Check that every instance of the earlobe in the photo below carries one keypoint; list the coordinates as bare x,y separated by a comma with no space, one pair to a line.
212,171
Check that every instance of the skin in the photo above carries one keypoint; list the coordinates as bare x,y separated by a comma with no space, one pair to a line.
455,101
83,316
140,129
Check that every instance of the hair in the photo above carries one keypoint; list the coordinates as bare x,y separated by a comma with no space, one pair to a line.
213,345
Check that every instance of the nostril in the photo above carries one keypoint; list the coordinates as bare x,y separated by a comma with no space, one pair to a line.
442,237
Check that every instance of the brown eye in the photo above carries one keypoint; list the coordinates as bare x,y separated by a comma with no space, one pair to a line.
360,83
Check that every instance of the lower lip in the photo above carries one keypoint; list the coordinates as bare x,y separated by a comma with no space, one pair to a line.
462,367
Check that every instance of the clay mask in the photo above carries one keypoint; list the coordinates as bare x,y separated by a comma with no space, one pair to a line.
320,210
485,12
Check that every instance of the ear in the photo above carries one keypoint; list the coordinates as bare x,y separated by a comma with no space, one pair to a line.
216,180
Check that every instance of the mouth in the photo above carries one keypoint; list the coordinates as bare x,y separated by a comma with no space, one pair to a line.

SET EXERCISE |
Reproduce the stretch of the listing from the line containing "Check that every instance of the clay" through the end of the listing, word for word and line for line.

EXPECTED ANSWER |
Check that every instance of the clay mask in the photo above carries one keypoint; list the coordinates as bare x,y separated by a comma with no space, one pair to a line.
320,210
485,12
Check that every instance of the ear in the photo above carries one keypoint; list the coordinates as bare x,y separated by a comma with no space, one pair to a line.
216,180
Check that every instance of the mouth in the photo above carries one keypoint; list the coordinates as bare x,y separated by a comma with no space, one pair to a line.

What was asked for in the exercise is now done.